(Region pointing data)
++++++++++
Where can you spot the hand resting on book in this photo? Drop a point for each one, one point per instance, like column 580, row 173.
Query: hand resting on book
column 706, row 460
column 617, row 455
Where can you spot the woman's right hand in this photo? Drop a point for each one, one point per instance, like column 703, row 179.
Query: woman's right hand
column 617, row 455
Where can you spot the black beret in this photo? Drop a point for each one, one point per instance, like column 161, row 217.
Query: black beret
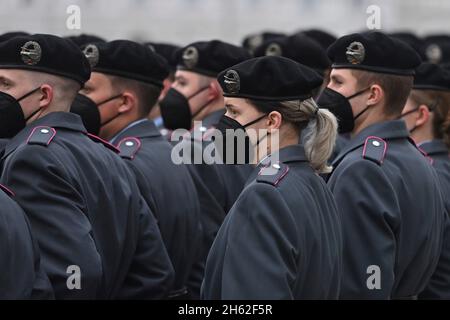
column 374, row 51
column 430, row 76
column 251, row 42
column 414, row 41
column 210, row 57
column 299, row 48
column 325, row 39
column 127, row 59
column 167, row 51
column 437, row 48
column 12, row 34
column 269, row 78
column 83, row 39
column 45, row 53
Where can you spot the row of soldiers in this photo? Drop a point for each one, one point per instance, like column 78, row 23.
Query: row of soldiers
column 353, row 203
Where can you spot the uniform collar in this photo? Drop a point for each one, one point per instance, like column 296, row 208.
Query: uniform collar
column 57, row 120
column 436, row 146
column 142, row 128
column 387, row 130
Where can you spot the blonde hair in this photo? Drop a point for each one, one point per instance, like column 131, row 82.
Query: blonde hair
column 320, row 131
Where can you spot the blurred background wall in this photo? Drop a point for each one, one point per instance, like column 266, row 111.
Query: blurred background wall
column 184, row 21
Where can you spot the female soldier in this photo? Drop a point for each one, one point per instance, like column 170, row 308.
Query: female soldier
column 427, row 117
column 282, row 238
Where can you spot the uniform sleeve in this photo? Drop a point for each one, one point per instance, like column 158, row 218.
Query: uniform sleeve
column 151, row 274
column 55, row 210
column 260, row 260
column 370, row 214
column 20, row 269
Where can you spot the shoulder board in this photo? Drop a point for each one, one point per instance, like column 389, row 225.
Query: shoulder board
column 423, row 152
column 375, row 149
column 7, row 191
column 100, row 140
column 129, row 147
column 41, row 135
column 273, row 174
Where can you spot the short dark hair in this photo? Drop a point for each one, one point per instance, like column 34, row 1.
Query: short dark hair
column 146, row 93
column 396, row 88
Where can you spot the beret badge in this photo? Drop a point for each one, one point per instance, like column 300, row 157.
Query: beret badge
column 92, row 54
column 190, row 57
column 434, row 53
column 274, row 49
column 232, row 81
column 355, row 52
column 31, row 53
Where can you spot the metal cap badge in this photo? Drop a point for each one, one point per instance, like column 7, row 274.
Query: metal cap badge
column 274, row 49
column 31, row 53
column 92, row 54
column 355, row 52
column 434, row 53
column 232, row 81
column 190, row 57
++++++++++
**TASK OBJECTIVE**
Could you output exactly the lines from the one containing "Query: short dark hair" to the end of the entries above, both included, and no others?

**RESPONSE BOX**
Query: short dark hair
column 146, row 93
column 396, row 88
Where can you spot the beret badge in this photo? Drop a point for each one, one point per instance, like column 300, row 157.
Query: beret badge
column 92, row 54
column 190, row 57
column 434, row 53
column 274, row 49
column 232, row 81
column 355, row 52
column 31, row 53
Where can you spot the metal cap badge in this photo? Drop a point for each one, one point per instance, like column 7, row 274.
Query: metal cap badge
column 274, row 49
column 31, row 53
column 92, row 54
column 355, row 52
column 434, row 53
column 232, row 81
column 190, row 57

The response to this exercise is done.